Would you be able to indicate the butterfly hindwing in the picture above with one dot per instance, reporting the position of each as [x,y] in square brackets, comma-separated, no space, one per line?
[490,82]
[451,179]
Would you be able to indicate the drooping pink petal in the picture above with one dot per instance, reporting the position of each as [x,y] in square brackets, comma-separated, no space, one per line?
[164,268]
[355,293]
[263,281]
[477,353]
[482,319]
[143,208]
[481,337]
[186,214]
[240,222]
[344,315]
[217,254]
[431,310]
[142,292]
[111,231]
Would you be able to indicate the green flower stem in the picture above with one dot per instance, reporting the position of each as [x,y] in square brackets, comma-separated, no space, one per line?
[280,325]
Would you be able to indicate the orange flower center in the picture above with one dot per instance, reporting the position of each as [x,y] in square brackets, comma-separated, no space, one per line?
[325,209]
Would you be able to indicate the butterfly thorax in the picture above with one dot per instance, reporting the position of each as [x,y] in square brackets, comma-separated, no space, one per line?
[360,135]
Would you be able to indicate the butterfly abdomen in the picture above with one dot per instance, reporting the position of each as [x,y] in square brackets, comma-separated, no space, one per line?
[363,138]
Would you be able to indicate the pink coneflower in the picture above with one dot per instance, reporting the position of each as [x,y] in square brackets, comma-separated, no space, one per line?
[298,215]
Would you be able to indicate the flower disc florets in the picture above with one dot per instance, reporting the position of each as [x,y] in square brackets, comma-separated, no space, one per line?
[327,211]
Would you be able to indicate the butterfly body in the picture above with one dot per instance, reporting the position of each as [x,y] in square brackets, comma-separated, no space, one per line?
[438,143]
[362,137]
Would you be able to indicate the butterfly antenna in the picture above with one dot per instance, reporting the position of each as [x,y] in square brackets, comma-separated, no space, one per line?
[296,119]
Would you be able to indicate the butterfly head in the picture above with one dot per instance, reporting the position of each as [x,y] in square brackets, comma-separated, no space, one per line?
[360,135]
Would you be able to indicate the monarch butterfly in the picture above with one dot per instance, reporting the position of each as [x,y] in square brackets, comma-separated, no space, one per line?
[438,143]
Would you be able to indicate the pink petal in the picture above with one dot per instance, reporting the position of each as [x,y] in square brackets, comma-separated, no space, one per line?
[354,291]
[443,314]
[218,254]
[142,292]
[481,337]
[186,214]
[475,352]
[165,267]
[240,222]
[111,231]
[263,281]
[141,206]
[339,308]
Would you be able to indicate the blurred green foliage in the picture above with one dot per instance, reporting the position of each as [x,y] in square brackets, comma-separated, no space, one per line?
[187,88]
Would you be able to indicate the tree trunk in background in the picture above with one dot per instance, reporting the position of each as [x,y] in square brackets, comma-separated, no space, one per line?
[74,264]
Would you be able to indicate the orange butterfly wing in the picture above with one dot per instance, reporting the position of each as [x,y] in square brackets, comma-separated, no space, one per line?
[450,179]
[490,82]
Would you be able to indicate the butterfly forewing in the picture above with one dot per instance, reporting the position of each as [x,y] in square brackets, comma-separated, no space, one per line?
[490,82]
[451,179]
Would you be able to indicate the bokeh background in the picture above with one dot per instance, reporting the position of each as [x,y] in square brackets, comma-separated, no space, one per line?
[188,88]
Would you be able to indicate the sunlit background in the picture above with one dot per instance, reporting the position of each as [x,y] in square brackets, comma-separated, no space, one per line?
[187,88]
+--
=== What this task involves ===
Reproduce the records above exactly, starting with the line that contains "Would you be able to indicate the butterfly head" and ending with the last line.

=== Result of this exercise ===
Would you be able to indicate the butterfly head in the picture above with one dot per instance, reporting the position of each as [x,y] in square brackets, comma-separated, no space, one per line?
[360,135]
Would you be able to indicate the monarch butterfly in the picture above with one dot per instance, reporting the position of each as [x,y] in square brackets, comma-separated, no space, one per line?
[438,143]
Would you be able to indicate the pink petal in the picture above with one dot per instance, reporting the position of each as [x,y] in square brackets, comma-separated, no space, one per line?
[354,291]
[443,314]
[218,254]
[142,292]
[481,337]
[186,214]
[475,352]
[165,267]
[240,222]
[111,231]
[263,281]
[141,206]
[339,308]
Would you be able to indicate the blurred green foliage in the picture above with one dot per instance, reporting the position of each as [x,y] in square brackets, comma-separated, no space, one per line?
[187,88]
Would you be able to indicate the tree trunk in background in the picture above with one dot per instance, reporting the position of each as [x,y] in square brackets, comma-separated, no space, one per line?
[74,264]
Would you be able to indicate the orange butterfly wing in the picture above with one dot per instance, reporting the position of each as [x,y] in square brackets, comma-separated, no space, one per line?
[450,179]
[490,82]
Would you be able to indicate the butterfly forewing in the picture above with one dot per instance, reporting the position of each as [x,y] in square brackets, comma-separated, no space, one per line?
[490,82]
[451,179]
Would you be able to indicate the bokeh background in the picture above with one dot per instance, reporting the position of each as [x,y] in square brackets, comma-separated, no space, one per line?
[188,88]
Would you be able to indicate the sunlit background in the picture above with one dot per instance, reporting the position of each as [x,y] in square brackets, comma-separated, no space, one per line?
[187,88]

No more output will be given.